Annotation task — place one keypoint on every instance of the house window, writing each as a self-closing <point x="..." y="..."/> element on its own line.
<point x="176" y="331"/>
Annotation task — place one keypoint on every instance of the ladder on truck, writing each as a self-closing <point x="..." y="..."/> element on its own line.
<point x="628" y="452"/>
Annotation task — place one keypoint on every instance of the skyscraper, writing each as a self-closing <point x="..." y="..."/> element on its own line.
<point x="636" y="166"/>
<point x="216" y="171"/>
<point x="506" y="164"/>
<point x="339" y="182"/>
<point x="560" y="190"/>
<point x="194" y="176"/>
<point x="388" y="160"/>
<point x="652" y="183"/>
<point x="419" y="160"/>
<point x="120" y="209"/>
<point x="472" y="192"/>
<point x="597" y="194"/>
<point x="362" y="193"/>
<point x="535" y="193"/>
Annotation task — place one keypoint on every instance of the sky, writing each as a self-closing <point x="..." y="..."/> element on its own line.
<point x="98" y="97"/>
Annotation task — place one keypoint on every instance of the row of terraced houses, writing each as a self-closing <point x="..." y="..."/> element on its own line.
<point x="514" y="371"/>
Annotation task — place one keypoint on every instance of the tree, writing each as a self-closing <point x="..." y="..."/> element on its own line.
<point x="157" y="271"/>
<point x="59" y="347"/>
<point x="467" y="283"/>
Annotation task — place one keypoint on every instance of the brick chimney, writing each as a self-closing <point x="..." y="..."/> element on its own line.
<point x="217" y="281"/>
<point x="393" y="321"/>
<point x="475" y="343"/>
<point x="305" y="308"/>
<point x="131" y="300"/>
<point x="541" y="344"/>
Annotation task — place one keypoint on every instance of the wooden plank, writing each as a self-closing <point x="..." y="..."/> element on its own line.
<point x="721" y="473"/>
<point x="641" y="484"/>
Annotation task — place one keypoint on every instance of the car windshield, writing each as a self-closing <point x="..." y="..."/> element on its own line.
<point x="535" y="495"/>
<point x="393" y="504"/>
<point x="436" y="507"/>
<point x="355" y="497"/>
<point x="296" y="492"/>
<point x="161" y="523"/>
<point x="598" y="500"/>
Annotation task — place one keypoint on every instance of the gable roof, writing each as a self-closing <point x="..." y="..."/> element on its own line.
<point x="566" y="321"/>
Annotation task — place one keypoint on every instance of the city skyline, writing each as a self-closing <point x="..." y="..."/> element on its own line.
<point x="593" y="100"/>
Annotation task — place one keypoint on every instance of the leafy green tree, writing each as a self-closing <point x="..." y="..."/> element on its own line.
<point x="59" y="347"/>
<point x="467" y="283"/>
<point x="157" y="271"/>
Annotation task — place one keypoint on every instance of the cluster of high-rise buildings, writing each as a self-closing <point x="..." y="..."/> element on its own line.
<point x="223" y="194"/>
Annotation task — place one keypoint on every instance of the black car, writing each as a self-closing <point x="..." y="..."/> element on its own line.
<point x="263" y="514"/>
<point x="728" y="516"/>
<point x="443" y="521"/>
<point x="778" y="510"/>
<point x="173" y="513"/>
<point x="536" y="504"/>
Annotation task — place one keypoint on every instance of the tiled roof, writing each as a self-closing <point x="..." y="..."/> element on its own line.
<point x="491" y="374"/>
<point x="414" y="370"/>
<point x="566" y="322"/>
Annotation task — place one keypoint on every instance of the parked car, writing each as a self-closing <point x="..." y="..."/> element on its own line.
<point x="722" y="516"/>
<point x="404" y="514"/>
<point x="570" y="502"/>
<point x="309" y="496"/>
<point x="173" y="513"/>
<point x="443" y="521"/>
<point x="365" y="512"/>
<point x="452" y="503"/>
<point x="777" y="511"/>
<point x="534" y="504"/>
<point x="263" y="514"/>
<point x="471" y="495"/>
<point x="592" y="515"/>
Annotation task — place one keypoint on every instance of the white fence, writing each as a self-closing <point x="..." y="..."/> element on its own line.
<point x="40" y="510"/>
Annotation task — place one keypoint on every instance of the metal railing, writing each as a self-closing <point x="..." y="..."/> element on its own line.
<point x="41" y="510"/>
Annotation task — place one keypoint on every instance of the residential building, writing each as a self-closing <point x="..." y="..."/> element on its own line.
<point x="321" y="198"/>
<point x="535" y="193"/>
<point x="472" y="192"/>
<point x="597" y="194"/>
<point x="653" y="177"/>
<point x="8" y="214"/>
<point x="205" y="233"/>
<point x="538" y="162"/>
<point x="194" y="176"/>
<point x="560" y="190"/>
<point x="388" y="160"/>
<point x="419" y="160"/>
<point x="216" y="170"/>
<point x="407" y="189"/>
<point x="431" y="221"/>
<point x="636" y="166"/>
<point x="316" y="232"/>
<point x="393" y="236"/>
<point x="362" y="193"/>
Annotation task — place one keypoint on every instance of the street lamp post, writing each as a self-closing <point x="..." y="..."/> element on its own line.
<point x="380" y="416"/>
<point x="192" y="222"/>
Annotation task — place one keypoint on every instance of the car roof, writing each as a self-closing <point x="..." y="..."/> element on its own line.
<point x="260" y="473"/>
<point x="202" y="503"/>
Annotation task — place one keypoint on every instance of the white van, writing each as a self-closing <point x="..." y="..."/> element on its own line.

☆ ☆ ☆ ☆ ☆

Exercise goal → Return the entries above exactly as they appear.

Full response →
Annotation task — place one keypoint on every instance of the house window, writing each as a self-closing <point x="..." y="..."/> element on its own line.
<point x="176" y="331"/>
Annotation task — place one keypoint on every instance of the ladder on truck, writing each as a self-closing <point x="..." y="..."/> element on its own line.
<point x="628" y="452"/>
Annotation task — place one keypoint on every instance of the skyscraper, writing each as a self-closing <point x="..." y="..."/> element on its own line.
<point x="636" y="166"/>
<point x="216" y="171"/>
<point x="506" y="164"/>
<point x="339" y="182"/>
<point x="560" y="190"/>
<point x="194" y="176"/>
<point x="388" y="160"/>
<point x="652" y="183"/>
<point x="419" y="160"/>
<point x="120" y="209"/>
<point x="472" y="192"/>
<point x="597" y="194"/>
<point x="362" y="193"/>
<point x="535" y="193"/>
Annotation task — place one keypoint on every instance of the sky, writing each as a self-closing <point x="..." y="..."/> element on its own line.
<point x="98" y="97"/>
Annotation task — place one keypoint on every instance of the row of terraced houses, writing each as a self-closing <point x="..." y="..."/> element on its own line.
<point x="514" y="371"/>
Annotation task — place one keypoint on every instance of the tree, writing each as a self-closing <point x="..." y="..."/> element on its own line.
<point x="157" y="271"/>
<point x="59" y="347"/>
<point x="467" y="283"/>
Annotation task — place one keypoint on every instance of the brick chimney, writing each as a self-closing <point x="..." y="..."/> element on its own line.
<point x="217" y="281"/>
<point x="393" y="321"/>
<point x="475" y="343"/>
<point x="305" y="308"/>
<point x="131" y="300"/>
<point x="541" y="344"/>
Annotation task — place one keypoint on every instance of the wooden plank, writing each as a self-closing <point x="..." y="..."/> element on its own line.
<point x="721" y="473"/>
<point x="641" y="484"/>
Annotation task — place one keypoint on every instance of the car windshield, writing each as a self-closing <point x="..." y="..."/> element on its own line.
<point x="535" y="495"/>
<point x="393" y="504"/>
<point x="436" y="507"/>
<point x="355" y="497"/>
<point x="296" y="492"/>
<point x="161" y="523"/>
<point x="598" y="500"/>
Annotation task — place one keypoint on every instance of the gable roof, writing each as a self-closing <point x="..." y="..."/> element on its own line.
<point x="566" y="321"/>
Annotation task — place one keypoint on every instance of the city skyline, writing each as a self-closing <point x="..." y="..."/> element on its own line.
<point x="593" y="100"/>
Annotation task — place one keypoint on every instance of the leafy green tree, writing each as a self-closing <point x="..." y="..."/> element on its own line.
<point x="59" y="347"/>
<point x="467" y="283"/>
<point x="157" y="271"/>
Annotation task — place one keypoint on every instance of the cluster of high-rise buildings, writing each as a self-closing <point x="..." y="..."/> element on its own line.
<point x="223" y="194"/>
Annotation task — place one keypoint on every instance of the black car, writing each as a self-closing <point x="..." y="..."/> element on its own line.
<point x="263" y="514"/>
<point x="728" y="516"/>
<point x="443" y="521"/>
<point x="778" y="510"/>
<point x="173" y="513"/>
<point x="536" y="504"/>
Annotation task — place one keypoint on every instance of the tiled roof, writing each as a self-closing <point x="..." y="..."/> element on its own line.
<point x="491" y="374"/>
<point x="414" y="370"/>
<point x="566" y="322"/>
Annotation task — place one keypoint on every instance of the parked car, writing each as a self-closing <point x="..." y="..."/> element on its own line.
<point x="722" y="516"/>
<point x="404" y="514"/>
<point x="570" y="502"/>
<point x="309" y="496"/>
<point x="173" y="513"/>
<point x="443" y="521"/>
<point x="365" y="512"/>
<point x="452" y="503"/>
<point x="777" y="511"/>
<point x="534" y="504"/>
<point x="263" y="514"/>
<point x="471" y="495"/>
<point x="592" y="515"/>
Annotation task — place one keypoint on every instance of the white fence, writing each as a self-closing <point x="..." y="..."/> element on its own line.
<point x="40" y="510"/>
Annotation task — place one keypoint on every instance of the metal railing, writing each as a self-closing <point x="..." y="..."/> element on its own line.
<point x="41" y="510"/>
Annotation task — place one keypoint on every instance of the residential building, writing each as a self-closing <point x="..." y="..."/> element on its own line.
<point x="321" y="198"/>
<point x="535" y="193"/>
<point x="472" y="192"/>
<point x="597" y="194"/>
<point x="653" y="177"/>
<point x="8" y="214"/>
<point x="205" y="233"/>
<point x="538" y="162"/>
<point x="194" y="176"/>
<point x="560" y="190"/>
<point x="388" y="160"/>
<point x="419" y="160"/>
<point x="216" y="170"/>
<point x="407" y="189"/>
<point x="431" y="221"/>
<point x="636" y="166"/>
<point x="316" y="232"/>
<point x="393" y="236"/>
<point x="362" y="193"/>
Annotation task — place one keypoint on every instance of the street lamp post, writing each as a self-closing <point x="..." y="..."/> element on its own line.
<point x="380" y="416"/>
<point x="192" y="222"/>
Annotation task — place one keypoint on every instance of the car roof, writing each as a self-closing <point x="..." y="..."/> element on its own line.
<point x="260" y="473"/>
<point x="202" y="503"/>
Annotation task — place one keypoint on every instance of the white van, writing each as a self-closing <point x="..." y="..."/> element on its own line.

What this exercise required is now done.